* _WRITTEN PROBLEM 1_
Quote the passage from the data visualization article below, starting at "As someone passionate" and ending at "make an impact.".

* _SOURCE_
==============================
Data Visualization: How to Choose the Right Plots with Plot Interpretation

Understanding Data Types and Charts Interpretation

Abdulwasiu Tiamiyu
DataDrivenInvestor

--

Data visualization is the cornerstone of effective data communication. The choice of plots can make or break the clarity and impact of your insights. Join me on a journey to demystify this crucial skill and elevate your data storytelling game.

Photo by Myriam Jessier on Unsplash
Photo by Myriam Jessier on Unsplash

As someone passionate about working with data, I have often envisioned captivating visualizations only to struggle to bring them to life, especially in my early days. This frustration echoed in messages from learners facing the same challenge during my mentoring journey.

These experiences inspired me to write a guide for fellow data enthusiasts, particularly those starting their data careers. This post aims to demystify data visualization, helping you find the perfect plot for any data type. By the end, you’ll feel more confident in creating visually engaging charts that make an impact.

Table of Content

· Understanding Data Types
· Dataset
· Choosing the Right Plots
· 1. Univariate Plots
a. Numerical Variable:
b. Categorical Variable:
· 2. Bivariate Plots
a. Numerical vs Numerical variables:
b. Numerical vs Categorical variables:
c. Categorical vs Categorical variables:
· 3. Multivariate Plots
a. Two numerical and one categorical variables — scatterplot
b. One numerical and two categorical variables — barplot
c(i). One numerical and two categorical variables — point plot
c(ii). One numerical and two categorical variables — boxplot

Understanding Data Types

Data types form the foundation of any data analysis process, playing a crucial role in data understanding and manipulation. In the realm of data science, data can be classified into various types: numerical, categorical, textual, and time-series.
==============================
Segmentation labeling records
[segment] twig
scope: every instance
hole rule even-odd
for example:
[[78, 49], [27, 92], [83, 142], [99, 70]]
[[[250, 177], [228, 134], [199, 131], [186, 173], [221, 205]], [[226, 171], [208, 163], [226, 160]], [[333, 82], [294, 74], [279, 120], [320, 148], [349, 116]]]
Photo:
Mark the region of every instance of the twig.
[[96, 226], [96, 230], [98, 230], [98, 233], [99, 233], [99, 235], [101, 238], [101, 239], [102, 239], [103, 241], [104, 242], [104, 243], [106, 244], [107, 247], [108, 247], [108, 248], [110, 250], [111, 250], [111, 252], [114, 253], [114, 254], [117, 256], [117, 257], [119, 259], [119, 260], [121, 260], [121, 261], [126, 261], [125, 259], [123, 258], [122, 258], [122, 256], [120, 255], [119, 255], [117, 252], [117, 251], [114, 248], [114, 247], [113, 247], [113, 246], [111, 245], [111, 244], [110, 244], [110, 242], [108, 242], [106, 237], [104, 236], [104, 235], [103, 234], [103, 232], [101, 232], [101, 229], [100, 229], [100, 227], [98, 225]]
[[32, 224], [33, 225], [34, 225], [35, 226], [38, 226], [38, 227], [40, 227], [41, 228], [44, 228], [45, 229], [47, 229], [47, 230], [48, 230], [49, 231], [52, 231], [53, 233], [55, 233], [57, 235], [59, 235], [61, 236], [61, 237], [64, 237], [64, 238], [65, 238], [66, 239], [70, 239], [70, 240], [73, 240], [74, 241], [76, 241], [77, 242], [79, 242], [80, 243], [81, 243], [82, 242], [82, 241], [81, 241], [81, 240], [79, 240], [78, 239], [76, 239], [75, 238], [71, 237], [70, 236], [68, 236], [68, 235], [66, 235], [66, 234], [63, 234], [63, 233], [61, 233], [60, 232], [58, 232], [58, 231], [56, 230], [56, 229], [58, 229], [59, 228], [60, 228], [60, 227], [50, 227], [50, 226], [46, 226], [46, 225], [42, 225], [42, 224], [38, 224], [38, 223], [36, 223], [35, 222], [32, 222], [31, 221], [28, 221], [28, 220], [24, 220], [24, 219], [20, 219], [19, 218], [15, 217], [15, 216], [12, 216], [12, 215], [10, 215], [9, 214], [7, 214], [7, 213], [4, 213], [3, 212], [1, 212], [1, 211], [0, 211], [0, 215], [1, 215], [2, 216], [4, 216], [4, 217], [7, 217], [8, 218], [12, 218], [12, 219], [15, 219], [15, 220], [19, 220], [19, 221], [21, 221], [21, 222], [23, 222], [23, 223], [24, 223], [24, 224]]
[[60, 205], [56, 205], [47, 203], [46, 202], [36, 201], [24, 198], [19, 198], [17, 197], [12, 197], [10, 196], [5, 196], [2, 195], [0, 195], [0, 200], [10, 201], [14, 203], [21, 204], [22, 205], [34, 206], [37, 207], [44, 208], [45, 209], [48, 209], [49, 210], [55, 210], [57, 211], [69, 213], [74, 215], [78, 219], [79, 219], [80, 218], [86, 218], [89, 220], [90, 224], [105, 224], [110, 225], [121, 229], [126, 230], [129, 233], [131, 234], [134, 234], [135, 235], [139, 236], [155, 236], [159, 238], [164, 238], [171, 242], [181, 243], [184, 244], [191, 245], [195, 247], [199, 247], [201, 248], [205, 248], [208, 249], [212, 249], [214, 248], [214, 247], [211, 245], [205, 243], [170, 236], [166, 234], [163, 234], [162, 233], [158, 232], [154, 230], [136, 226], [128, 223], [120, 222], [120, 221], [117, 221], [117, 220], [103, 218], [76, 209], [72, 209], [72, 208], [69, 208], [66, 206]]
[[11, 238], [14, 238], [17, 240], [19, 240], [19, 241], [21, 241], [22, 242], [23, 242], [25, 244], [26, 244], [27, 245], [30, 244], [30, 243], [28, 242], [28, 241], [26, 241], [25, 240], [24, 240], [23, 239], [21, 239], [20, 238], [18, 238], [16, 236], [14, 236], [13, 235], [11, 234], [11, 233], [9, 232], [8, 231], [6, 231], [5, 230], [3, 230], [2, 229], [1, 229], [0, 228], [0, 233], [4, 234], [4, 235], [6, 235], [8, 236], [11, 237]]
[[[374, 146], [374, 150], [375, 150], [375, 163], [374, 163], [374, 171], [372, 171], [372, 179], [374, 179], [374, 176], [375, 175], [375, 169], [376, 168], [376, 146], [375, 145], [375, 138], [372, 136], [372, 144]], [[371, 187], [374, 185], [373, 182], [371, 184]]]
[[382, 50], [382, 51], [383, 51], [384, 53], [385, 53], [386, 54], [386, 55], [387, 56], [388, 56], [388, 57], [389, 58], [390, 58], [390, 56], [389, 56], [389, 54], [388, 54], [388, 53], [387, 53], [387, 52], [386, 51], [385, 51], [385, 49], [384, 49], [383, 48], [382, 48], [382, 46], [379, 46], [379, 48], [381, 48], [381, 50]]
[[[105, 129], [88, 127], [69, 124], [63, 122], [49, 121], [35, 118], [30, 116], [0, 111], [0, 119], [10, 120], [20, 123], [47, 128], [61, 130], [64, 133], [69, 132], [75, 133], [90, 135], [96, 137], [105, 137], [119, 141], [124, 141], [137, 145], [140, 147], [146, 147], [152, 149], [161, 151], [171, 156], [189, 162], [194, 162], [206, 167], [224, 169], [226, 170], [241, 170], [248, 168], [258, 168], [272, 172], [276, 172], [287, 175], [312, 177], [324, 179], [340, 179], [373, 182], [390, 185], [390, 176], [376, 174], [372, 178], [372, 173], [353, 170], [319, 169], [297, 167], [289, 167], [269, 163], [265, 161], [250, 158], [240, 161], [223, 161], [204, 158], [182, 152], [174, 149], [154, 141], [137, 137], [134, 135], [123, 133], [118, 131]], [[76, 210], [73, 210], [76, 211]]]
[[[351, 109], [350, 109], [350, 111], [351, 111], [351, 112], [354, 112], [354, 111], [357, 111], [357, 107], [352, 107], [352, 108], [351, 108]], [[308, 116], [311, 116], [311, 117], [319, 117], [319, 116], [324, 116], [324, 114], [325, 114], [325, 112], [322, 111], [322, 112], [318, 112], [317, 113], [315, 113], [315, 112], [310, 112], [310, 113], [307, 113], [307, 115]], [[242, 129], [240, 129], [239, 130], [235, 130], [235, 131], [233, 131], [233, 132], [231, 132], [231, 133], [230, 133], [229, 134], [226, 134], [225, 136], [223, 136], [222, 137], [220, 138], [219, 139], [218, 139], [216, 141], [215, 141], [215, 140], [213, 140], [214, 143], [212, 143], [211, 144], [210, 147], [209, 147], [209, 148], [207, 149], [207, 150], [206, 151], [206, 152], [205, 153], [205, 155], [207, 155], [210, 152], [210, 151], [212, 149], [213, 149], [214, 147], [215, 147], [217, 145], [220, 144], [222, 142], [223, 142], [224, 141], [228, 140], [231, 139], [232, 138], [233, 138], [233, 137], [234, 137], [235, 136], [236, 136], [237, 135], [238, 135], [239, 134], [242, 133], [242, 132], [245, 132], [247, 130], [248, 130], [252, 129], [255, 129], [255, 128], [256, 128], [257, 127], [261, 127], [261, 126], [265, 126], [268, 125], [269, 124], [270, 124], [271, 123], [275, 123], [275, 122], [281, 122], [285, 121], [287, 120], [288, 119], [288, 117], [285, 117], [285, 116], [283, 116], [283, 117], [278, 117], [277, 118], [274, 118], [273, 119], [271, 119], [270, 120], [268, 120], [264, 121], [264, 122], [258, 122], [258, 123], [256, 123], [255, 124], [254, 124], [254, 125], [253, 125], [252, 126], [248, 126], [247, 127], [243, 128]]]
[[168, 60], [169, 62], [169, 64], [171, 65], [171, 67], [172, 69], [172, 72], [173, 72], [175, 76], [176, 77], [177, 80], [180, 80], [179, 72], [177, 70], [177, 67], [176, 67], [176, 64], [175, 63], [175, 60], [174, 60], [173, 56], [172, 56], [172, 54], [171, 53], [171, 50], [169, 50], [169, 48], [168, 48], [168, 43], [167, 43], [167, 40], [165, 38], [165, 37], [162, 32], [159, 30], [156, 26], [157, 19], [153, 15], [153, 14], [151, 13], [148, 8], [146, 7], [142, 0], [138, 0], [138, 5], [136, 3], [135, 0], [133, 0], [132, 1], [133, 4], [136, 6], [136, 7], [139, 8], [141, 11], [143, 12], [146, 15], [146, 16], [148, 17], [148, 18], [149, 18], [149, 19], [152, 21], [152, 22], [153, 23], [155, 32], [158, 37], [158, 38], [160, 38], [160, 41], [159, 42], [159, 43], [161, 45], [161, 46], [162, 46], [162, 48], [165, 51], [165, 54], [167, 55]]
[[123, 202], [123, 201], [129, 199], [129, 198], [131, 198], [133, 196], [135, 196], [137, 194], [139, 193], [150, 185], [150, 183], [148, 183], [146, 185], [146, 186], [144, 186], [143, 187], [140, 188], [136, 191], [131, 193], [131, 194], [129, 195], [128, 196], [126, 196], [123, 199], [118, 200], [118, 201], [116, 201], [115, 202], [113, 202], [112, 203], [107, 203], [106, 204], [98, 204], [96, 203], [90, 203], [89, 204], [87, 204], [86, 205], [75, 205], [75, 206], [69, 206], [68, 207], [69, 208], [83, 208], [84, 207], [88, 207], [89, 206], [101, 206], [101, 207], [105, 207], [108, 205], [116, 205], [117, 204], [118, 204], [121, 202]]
==============================
* _WRITTEN PROBLEM 2_
Put the lines of the records above into a numbered list, starting at the first line of the records and ending at the line that contains "Mark the region". Leave out blank lines.

* _FULL ANSWER 1_
As someone passionate about working with data, I have often envisioned captivating visualizations only to struggle to bring them to life, especially in my early days. This frustration echoed in messages from learners facing the same challenge during my mentoring journey.

These experiences inspired me to write a guide for fellow data enthusiasts, particularly those starting their data careers. This post aims to demystify data visualization, helping you find the perfect plot for any data type. By the end, you’ll feel more confident in creating visually engaging charts that make an impact.

* _FULL ANSWER 2_
1. [segment] twig
2. scope: every instance
3. hole rule even-odd
4. for example:
5. [[78, 49], [27, 92], [83, 142], [99, 70]]
6. [[[250, 177], [228, 134], [199, 131], [186, 173], [221, 205]], [[226, 171], [208, 163], [226, 160]], [[333, 82], [294, 74], [279, 120], [320, 148], [349, 116]]]
7. Photo:
8. Mark the region of every instance of the twig.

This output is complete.